All lines in the entries below that hold "wooden" make up the answer.

(Image point grounding data)
+++

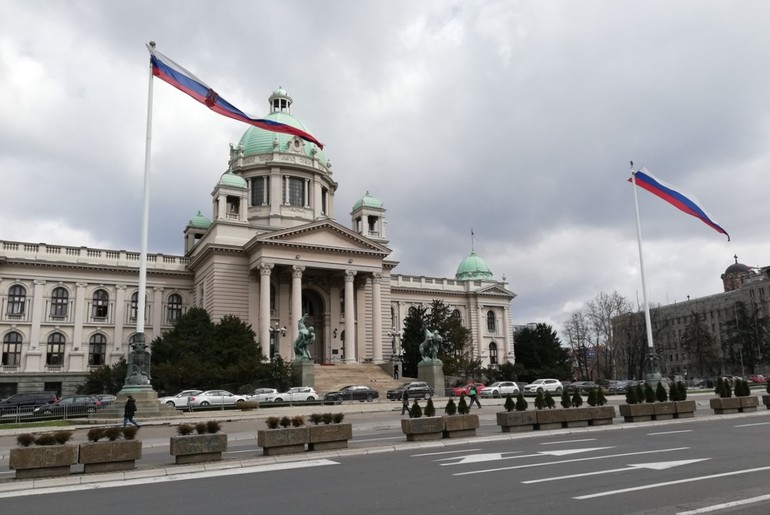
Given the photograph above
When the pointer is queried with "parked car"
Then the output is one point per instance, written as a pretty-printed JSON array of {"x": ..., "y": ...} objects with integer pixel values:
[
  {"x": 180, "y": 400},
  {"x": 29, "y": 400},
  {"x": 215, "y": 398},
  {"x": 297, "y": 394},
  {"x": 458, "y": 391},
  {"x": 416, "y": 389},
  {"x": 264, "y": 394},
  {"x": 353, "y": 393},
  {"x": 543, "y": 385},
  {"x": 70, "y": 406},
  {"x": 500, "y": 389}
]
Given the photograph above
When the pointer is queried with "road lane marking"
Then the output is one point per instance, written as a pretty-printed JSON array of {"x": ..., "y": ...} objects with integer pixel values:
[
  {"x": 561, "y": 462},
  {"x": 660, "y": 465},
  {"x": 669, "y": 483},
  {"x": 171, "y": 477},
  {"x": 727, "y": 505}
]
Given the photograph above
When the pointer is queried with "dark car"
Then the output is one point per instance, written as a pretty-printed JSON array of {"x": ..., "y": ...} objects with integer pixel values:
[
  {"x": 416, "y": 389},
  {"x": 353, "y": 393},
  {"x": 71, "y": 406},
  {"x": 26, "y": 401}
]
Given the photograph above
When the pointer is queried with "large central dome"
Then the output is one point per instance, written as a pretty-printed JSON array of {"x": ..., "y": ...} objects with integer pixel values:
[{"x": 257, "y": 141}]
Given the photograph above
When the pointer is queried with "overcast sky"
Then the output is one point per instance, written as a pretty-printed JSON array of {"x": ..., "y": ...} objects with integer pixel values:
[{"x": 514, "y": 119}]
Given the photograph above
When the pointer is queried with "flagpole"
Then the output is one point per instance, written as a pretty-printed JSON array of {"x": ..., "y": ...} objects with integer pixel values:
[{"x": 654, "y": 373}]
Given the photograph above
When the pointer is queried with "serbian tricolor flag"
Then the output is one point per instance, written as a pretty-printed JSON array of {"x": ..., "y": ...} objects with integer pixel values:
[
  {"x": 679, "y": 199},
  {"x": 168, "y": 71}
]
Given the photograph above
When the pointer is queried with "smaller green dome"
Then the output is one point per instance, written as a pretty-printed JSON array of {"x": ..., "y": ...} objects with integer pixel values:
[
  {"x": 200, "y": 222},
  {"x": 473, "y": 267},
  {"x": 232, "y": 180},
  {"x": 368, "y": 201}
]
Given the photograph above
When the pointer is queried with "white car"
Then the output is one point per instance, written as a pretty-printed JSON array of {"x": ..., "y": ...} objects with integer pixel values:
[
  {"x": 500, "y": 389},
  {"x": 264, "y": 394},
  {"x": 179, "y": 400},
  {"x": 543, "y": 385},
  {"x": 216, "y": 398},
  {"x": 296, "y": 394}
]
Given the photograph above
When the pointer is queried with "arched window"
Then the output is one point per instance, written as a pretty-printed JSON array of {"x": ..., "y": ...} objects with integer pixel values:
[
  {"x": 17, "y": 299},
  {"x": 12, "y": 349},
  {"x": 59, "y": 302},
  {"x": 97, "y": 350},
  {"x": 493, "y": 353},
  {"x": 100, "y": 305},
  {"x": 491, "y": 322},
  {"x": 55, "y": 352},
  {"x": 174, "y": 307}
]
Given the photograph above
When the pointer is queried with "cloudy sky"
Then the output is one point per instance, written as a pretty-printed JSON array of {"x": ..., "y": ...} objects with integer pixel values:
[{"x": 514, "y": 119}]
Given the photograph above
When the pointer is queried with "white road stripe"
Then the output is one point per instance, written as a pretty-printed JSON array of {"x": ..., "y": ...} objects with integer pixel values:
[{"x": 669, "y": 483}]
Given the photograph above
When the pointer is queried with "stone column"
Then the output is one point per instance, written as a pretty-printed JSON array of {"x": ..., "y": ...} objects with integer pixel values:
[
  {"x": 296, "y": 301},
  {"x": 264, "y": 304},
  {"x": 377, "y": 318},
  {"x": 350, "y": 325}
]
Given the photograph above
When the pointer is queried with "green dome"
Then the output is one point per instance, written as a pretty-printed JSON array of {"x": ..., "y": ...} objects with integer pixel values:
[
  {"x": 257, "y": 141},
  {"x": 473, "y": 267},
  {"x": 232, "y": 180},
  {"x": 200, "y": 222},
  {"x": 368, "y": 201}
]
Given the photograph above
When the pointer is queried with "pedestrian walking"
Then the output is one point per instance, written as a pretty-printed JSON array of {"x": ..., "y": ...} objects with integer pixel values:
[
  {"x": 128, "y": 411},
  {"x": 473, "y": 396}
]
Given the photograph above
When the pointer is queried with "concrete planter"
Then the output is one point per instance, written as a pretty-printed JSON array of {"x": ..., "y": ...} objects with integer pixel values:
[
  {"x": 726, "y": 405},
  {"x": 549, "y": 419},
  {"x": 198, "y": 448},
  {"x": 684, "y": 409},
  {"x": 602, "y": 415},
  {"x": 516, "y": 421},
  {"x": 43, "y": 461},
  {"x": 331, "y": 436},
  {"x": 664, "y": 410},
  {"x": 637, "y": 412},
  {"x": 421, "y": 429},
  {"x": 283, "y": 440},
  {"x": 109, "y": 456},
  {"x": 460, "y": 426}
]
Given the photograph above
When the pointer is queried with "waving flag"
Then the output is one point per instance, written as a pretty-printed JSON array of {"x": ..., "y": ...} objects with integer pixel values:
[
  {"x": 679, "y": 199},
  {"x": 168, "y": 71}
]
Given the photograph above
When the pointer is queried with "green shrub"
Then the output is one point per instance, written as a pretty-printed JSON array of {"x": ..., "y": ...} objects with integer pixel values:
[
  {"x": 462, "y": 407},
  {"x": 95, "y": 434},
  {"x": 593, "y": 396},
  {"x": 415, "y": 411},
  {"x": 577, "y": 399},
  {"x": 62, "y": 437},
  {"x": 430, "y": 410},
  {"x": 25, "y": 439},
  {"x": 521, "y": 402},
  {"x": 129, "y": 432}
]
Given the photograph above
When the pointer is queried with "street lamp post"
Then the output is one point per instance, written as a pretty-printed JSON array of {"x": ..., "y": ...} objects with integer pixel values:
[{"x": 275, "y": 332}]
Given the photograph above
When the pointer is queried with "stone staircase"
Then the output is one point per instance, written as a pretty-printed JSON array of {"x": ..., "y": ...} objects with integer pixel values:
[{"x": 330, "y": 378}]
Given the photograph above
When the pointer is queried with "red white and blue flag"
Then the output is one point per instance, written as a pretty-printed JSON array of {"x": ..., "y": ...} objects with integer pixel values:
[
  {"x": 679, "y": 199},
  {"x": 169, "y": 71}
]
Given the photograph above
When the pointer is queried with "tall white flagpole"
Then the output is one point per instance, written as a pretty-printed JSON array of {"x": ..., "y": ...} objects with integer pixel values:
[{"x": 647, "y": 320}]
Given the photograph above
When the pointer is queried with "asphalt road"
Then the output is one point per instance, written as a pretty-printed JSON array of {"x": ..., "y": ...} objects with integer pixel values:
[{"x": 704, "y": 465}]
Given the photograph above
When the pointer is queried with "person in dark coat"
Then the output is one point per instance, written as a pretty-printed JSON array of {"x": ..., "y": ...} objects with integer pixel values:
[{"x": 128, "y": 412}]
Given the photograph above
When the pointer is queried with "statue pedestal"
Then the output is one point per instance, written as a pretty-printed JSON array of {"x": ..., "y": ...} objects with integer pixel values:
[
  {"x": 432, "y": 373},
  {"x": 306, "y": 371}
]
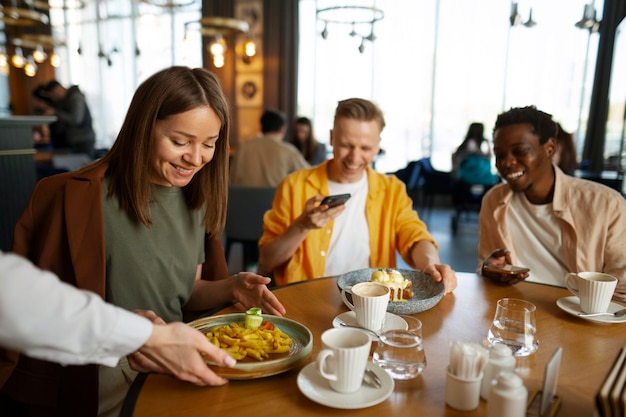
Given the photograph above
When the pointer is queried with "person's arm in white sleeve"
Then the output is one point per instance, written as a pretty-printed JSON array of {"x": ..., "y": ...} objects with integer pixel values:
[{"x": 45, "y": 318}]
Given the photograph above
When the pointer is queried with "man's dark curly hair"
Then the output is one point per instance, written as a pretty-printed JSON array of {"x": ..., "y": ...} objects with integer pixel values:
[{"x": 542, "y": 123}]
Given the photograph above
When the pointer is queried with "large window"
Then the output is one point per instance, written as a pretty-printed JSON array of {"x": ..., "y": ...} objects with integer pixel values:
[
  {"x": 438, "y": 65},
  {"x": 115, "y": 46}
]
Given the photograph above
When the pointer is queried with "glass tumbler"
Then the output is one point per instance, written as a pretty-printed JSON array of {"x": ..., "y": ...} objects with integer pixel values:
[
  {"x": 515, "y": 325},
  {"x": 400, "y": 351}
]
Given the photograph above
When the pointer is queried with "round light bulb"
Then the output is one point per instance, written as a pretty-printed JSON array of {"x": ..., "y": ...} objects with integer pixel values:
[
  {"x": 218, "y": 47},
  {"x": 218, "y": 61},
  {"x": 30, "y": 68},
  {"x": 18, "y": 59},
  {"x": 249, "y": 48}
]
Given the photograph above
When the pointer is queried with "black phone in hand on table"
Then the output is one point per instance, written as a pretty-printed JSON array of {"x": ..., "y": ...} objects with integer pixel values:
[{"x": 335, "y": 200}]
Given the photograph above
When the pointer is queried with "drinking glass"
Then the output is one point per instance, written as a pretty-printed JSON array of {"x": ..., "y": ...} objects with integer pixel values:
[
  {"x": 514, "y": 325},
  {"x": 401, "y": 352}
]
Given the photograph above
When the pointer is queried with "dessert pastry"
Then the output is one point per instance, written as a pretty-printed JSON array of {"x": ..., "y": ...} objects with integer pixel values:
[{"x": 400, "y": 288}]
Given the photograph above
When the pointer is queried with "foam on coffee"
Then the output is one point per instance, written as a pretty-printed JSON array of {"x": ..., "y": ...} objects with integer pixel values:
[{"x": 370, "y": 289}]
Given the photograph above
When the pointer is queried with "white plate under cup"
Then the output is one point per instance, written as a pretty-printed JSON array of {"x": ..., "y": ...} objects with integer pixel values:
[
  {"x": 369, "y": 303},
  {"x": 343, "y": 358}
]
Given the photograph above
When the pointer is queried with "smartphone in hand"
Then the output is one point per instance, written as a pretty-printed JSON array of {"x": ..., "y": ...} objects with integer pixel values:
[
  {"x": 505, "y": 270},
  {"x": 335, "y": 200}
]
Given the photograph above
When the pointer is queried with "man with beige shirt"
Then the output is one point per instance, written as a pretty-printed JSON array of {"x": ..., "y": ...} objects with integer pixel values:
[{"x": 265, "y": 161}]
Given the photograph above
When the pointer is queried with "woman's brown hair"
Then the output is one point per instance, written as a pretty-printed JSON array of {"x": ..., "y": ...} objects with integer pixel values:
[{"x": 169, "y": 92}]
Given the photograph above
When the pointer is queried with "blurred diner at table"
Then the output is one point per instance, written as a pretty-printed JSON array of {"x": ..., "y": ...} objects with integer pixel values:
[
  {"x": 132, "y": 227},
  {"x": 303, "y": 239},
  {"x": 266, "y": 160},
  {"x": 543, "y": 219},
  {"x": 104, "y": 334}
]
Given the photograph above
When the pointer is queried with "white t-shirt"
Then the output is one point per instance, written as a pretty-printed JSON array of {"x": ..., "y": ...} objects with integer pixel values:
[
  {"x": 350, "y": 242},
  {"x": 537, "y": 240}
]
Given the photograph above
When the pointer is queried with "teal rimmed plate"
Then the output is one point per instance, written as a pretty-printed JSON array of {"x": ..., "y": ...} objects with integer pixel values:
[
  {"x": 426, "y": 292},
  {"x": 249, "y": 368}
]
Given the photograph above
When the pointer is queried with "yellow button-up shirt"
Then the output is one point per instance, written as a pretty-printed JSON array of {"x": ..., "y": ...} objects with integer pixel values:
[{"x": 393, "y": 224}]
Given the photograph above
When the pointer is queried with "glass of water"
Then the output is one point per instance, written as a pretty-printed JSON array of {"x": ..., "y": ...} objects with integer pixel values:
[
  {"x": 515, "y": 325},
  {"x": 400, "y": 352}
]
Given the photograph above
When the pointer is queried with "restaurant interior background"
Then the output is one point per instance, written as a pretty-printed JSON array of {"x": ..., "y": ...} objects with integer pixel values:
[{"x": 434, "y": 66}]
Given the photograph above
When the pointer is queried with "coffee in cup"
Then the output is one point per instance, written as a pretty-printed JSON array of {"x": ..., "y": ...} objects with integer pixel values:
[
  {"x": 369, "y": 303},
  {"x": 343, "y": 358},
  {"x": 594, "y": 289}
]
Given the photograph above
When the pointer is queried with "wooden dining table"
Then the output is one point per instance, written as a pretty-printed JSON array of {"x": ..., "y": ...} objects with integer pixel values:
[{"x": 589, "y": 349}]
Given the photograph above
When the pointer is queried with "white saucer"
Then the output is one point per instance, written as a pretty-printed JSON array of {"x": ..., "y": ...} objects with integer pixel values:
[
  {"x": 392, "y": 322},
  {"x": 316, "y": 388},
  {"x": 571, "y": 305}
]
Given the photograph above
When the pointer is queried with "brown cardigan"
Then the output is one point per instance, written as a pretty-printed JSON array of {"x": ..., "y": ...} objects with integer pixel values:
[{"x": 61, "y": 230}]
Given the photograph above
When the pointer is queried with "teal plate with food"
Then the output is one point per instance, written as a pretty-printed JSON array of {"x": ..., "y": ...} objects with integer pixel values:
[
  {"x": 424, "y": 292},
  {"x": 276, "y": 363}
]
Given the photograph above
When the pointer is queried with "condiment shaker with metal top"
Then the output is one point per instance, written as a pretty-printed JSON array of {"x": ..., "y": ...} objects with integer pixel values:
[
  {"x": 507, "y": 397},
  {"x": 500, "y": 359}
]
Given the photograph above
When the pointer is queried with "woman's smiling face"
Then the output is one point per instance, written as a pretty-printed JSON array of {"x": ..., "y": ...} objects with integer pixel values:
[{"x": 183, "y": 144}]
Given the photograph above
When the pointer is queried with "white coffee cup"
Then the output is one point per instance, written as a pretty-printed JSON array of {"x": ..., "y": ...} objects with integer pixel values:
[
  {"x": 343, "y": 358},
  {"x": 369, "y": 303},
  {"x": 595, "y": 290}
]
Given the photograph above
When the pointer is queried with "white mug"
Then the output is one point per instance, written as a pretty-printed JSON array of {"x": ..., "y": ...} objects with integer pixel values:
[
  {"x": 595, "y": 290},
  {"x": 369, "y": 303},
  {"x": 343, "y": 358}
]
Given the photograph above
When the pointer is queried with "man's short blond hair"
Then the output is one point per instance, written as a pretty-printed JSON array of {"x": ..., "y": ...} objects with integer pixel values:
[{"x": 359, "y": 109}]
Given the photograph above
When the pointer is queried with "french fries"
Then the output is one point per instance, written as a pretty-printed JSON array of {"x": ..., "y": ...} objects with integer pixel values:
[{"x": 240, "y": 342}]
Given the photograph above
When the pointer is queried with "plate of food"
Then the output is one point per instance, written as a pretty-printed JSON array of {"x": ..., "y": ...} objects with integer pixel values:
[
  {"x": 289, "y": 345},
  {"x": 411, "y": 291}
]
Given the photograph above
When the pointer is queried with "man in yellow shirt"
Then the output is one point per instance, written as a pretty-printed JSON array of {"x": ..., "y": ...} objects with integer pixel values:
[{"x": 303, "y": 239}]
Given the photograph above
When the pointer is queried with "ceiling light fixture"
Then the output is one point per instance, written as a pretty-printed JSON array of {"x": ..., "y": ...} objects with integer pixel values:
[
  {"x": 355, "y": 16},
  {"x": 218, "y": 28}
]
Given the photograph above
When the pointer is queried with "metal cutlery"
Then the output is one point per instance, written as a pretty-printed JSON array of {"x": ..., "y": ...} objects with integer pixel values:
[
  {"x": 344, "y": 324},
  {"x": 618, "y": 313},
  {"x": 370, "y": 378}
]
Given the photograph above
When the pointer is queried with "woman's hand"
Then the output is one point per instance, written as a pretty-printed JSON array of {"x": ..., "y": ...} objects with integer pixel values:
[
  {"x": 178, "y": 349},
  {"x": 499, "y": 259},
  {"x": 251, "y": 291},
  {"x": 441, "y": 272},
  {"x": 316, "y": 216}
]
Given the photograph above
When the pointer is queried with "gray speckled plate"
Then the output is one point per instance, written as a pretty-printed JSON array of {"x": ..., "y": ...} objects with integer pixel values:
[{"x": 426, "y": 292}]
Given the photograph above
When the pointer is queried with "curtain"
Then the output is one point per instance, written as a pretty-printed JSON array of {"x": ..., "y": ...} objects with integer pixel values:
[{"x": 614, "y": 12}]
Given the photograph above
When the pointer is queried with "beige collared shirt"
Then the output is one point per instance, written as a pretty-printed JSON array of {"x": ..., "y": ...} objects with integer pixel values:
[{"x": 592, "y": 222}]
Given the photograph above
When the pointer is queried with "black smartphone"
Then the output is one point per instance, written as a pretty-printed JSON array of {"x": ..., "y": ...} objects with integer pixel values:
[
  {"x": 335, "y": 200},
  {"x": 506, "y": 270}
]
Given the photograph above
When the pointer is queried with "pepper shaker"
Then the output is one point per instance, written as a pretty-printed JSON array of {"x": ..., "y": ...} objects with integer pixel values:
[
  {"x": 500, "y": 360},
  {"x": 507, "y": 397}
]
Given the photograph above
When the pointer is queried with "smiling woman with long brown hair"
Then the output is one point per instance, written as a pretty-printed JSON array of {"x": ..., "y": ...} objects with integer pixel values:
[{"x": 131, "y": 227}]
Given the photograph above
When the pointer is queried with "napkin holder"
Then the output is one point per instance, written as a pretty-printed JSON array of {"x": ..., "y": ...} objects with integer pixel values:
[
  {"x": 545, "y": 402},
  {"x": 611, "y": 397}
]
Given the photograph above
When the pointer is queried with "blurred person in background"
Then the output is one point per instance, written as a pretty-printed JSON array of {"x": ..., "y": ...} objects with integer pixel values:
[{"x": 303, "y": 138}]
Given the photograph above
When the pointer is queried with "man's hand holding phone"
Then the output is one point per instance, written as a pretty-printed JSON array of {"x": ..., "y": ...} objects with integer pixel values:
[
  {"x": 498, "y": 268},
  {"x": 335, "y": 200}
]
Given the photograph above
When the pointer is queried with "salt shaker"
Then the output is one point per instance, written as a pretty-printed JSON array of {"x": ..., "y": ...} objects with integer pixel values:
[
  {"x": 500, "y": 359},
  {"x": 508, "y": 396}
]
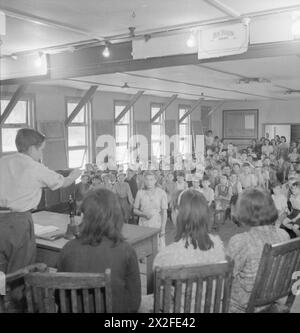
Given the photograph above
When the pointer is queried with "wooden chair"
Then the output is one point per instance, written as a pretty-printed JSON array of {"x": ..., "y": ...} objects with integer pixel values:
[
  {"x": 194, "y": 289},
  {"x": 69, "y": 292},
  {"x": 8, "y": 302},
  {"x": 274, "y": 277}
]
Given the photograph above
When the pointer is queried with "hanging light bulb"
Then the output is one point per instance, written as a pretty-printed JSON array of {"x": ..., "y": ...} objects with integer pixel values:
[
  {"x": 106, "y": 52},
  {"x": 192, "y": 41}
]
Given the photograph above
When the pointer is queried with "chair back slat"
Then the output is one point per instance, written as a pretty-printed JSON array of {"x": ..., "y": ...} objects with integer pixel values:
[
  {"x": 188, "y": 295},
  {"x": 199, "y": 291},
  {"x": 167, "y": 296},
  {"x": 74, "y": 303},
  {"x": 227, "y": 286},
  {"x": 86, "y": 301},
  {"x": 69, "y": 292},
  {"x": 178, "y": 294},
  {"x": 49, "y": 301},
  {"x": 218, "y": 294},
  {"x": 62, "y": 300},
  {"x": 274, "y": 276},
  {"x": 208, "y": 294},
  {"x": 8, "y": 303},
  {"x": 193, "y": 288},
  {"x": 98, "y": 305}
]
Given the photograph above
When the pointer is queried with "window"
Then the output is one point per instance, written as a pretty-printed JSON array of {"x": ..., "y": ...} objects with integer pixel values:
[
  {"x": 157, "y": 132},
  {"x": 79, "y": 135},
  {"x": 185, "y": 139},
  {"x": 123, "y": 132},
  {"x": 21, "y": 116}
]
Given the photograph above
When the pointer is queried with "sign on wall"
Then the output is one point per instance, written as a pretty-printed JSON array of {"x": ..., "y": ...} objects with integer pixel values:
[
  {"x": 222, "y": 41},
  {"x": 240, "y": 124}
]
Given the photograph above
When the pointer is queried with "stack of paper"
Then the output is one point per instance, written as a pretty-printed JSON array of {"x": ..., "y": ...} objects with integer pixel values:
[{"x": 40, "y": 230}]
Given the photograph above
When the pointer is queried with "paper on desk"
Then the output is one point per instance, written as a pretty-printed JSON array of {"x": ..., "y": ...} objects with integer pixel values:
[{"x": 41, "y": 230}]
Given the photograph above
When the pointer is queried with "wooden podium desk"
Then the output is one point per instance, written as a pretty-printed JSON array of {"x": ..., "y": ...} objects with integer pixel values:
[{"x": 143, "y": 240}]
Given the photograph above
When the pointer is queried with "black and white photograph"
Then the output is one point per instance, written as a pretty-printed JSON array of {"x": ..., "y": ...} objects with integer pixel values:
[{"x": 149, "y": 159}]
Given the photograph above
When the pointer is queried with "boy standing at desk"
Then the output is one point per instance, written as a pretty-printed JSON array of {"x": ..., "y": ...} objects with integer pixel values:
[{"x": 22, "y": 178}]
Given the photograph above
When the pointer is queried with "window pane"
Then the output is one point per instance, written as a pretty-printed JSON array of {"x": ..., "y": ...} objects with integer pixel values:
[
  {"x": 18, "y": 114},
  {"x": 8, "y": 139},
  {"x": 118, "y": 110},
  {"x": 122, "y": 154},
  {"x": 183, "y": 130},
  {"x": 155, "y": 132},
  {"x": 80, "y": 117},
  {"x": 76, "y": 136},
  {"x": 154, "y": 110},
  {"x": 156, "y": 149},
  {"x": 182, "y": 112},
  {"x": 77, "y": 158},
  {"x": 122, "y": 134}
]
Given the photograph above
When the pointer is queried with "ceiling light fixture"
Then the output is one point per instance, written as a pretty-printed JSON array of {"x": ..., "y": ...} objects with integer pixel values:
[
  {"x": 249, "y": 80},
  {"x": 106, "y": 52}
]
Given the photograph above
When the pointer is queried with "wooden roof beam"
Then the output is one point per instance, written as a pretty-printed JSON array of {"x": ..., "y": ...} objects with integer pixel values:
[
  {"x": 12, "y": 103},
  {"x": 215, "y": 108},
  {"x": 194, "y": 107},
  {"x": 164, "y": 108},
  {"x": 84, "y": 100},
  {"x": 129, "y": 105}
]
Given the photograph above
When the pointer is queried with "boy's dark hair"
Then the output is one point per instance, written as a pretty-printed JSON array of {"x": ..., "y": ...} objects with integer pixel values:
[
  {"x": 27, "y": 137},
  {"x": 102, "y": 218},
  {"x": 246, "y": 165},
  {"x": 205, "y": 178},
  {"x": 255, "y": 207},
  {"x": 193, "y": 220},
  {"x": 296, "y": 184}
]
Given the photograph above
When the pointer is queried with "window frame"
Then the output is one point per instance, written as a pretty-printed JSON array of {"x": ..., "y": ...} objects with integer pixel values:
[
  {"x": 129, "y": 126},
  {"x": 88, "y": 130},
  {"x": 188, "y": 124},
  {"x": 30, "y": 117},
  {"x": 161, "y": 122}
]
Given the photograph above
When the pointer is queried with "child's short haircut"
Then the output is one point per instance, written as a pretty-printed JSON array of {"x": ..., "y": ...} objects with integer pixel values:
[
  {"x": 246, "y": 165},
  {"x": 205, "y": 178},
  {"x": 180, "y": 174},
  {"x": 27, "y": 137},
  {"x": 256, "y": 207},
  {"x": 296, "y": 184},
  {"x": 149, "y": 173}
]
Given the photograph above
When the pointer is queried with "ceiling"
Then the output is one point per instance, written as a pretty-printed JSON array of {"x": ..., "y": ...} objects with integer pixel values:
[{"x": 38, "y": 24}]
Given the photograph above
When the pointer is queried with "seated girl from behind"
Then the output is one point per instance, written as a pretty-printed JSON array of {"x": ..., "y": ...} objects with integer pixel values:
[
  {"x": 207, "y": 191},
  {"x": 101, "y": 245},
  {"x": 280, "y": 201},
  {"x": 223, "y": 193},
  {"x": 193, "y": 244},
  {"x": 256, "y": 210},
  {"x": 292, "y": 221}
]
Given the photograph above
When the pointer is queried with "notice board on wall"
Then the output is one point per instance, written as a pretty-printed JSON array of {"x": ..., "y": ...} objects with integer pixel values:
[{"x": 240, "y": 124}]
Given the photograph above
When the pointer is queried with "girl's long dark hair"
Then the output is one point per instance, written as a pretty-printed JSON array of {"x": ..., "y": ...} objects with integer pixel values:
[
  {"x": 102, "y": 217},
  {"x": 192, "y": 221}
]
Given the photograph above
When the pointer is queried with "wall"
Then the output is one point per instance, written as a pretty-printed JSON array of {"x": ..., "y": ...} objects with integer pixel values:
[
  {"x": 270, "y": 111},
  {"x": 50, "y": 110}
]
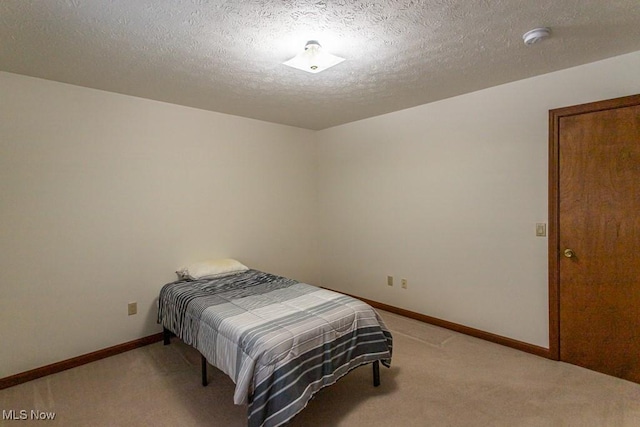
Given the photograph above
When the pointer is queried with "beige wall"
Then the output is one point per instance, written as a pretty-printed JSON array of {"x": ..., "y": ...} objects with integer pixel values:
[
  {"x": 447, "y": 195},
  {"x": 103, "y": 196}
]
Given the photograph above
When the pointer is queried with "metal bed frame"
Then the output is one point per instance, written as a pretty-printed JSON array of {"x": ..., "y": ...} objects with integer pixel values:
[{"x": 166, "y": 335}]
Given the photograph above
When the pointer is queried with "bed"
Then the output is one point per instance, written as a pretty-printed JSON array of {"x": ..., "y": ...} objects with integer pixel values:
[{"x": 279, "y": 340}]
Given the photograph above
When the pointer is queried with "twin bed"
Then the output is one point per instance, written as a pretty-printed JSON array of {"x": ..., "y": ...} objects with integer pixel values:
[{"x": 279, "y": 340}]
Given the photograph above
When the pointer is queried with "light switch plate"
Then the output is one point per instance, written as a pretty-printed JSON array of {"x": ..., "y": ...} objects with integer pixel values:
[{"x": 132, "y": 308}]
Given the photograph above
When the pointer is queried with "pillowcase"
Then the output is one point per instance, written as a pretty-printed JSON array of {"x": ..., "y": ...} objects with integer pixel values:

+++

YOUR RESPONSE:
When the pointer is queried with "wooden dining table"
When the pointer is queried with "wooden chair"
When the pointer is queried with "wooden podium desk"
When the pointer is queried with "wooden roof beam"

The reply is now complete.